## What the task asks
Reproduce exactly, with no other output, every line of the data below from the line containing "Check that each instance of the man" to the end, inclusive.

## Recorded data

* * * *

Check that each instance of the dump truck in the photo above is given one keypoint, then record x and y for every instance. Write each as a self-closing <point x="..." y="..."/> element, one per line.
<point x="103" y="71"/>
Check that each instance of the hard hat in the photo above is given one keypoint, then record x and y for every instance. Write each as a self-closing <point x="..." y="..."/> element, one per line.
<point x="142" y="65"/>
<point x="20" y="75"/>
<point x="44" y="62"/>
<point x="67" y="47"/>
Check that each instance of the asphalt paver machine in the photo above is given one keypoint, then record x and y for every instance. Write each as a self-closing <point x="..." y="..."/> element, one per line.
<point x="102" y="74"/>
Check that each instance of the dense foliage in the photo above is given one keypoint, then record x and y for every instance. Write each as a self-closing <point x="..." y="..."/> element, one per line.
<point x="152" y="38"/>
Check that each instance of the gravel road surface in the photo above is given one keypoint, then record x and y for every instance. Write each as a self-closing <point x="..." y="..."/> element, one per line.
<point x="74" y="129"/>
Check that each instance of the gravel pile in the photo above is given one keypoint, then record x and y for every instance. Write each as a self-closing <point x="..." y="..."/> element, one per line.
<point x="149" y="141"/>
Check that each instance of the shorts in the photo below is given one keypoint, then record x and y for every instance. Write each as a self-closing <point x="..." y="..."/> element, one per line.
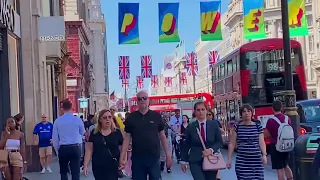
<point x="45" y="151"/>
<point x="15" y="159"/>
<point x="279" y="159"/>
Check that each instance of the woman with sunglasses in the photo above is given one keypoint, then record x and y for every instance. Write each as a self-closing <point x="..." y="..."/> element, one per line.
<point x="104" y="148"/>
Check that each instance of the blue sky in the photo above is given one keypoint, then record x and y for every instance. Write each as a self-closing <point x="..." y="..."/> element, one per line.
<point x="189" y="31"/>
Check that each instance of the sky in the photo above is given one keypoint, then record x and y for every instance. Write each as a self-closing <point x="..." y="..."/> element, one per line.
<point x="189" y="31"/>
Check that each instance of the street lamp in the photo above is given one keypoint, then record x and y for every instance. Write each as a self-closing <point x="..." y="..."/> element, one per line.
<point x="288" y="97"/>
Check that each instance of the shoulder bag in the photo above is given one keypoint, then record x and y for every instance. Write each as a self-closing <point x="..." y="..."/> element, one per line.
<point x="120" y="173"/>
<point x="213" y="162"/>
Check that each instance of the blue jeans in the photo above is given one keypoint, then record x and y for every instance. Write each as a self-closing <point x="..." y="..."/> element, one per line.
<point x="70" y="154"/>
<point x="316" y="164"/>
<point x="142" y="167"/>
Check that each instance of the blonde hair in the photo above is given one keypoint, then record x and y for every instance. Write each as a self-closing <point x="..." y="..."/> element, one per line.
<point x="98" y="120"/>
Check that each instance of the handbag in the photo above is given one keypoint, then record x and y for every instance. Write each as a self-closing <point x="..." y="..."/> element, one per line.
<point x="4" y="156"/>
<point x="120" y="172"/>
<point x="213" y="162"/>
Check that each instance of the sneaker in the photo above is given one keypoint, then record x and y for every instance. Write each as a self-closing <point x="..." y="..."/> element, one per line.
<point x="43" y="171"/>
<point x="49" y="170"/>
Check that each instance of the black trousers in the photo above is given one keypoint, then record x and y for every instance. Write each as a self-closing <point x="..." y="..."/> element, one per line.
<point x="142" y="167"/>
<point x="70" y="154"/>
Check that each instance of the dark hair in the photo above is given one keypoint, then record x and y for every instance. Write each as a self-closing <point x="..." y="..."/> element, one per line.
<point x="66" y="105"/>
<point x="211" y="112"/>
<point x="247" y="107"/>
<point x="193" y="115"/>
<point x="199" y="103"/>
<point x="18" y="117"/>
<point x="186" y="117"/>
<point x="277" y="106"/>
<point x="127" y="115"/>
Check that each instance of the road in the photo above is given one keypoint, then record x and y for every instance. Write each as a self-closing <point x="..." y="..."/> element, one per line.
<point x="176" y="173"/>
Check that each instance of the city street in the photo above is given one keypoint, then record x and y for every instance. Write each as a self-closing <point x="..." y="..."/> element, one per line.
<point x="176" y="174"/>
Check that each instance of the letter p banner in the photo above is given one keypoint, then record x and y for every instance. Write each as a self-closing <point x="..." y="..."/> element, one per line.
<point x="128" y="23"/>
<point x="168" y="24"/>
<point x="254" y="20"/>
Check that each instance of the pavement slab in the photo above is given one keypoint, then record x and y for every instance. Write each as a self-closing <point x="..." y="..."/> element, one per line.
<point x="176" y="174"/>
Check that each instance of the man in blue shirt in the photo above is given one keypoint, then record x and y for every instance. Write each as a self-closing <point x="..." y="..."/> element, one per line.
<point x="67" y="134"/>
<point x="44" y="131"/>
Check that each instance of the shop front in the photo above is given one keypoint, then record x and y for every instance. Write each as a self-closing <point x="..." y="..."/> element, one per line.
<point x="11" y="95"/>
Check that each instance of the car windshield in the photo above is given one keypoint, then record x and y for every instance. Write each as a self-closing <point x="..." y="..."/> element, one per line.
<point x="309" y="111"/>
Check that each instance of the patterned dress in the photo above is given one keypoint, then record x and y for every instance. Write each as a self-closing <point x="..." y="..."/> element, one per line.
<point x="249" y="164"/>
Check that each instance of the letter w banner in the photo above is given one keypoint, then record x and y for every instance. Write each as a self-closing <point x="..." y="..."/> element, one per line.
<point x="168" y="22"/>
<point x="297" y="18"/>
<point x="128" y="23"/>
<point x="210" y="13"/>
<point x="253" y="13"/>
<point x="139" y="82"/>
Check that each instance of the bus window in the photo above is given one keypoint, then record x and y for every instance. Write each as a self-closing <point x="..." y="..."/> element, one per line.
<point x="222" y="70"/>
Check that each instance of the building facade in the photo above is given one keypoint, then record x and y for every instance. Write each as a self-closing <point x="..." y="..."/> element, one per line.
<point x="78" y="41"/>
<point x="11" y="77"/>
<point x="98" y="66"/>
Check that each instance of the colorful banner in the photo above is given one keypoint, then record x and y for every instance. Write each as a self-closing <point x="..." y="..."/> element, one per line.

* * * *

## Finished exercise
Check that each instance of the man in blue shirt in the photo above is given one keypoint, then record x and y for every instance. Write each as a self-closing <point x="..." y="..."/> element, one per line.
<point x="67" y="134"/>
<point x="44" y="131"/>
Check that each instance of the shop front in the photo above is given one keypoint, then record x and y for every instance. Write each as a self-closing <point x="..." y="..."/> element, one per line.
<point x="11" y="95"/>
Check that each instance of the car windshield in the photo above is given one keypoint, then record x and y for every instance. Write each as a self-closing <point x="..." y="..."/> element, one per line.
<point x="309" y="111"/>
Check that each instance of the patterned dress in the photo above is given one keypoint, then record x and y for every instance. Write each as a self-closing <point x="..." y="..."/> element, one per line.
<point x="249" y="164"/>
Check that each instance of the letter w banner in the photo above is given one keypoint, then record x and y for every instance. Write each as a self-closing <point x="..." y="..."/> element, one per line.
<point x="168" y="22"/>
<point x="297" y="18"/>
<point x="128" y="23"/>
<point x="210" y="13"/>
<point x="253" y="13"/>
<point x="139" y="82"/>
Check that each instance of the bus window in the photo above is given one keypoint, then record x and y for every instance. Write each as a self-closing <point x="..." y="..."/> element, one per line.
<point x="222" y="70"/>
Check that each instance of the building facade in the photo above is given one keypoint, then record x and y for every instance. Write each as a self-closing <point x="..." y="..."/> element, one per line.
<point x="78" y="41"/>
<point x="11" y="77"/>
<point x="98" y="66"/>
Check that each instance of the colorful banner in the photo above is given one keypoint, then record x and y for every instance. Write each as a self-closing <point x="..." y="..."/> element, one per line.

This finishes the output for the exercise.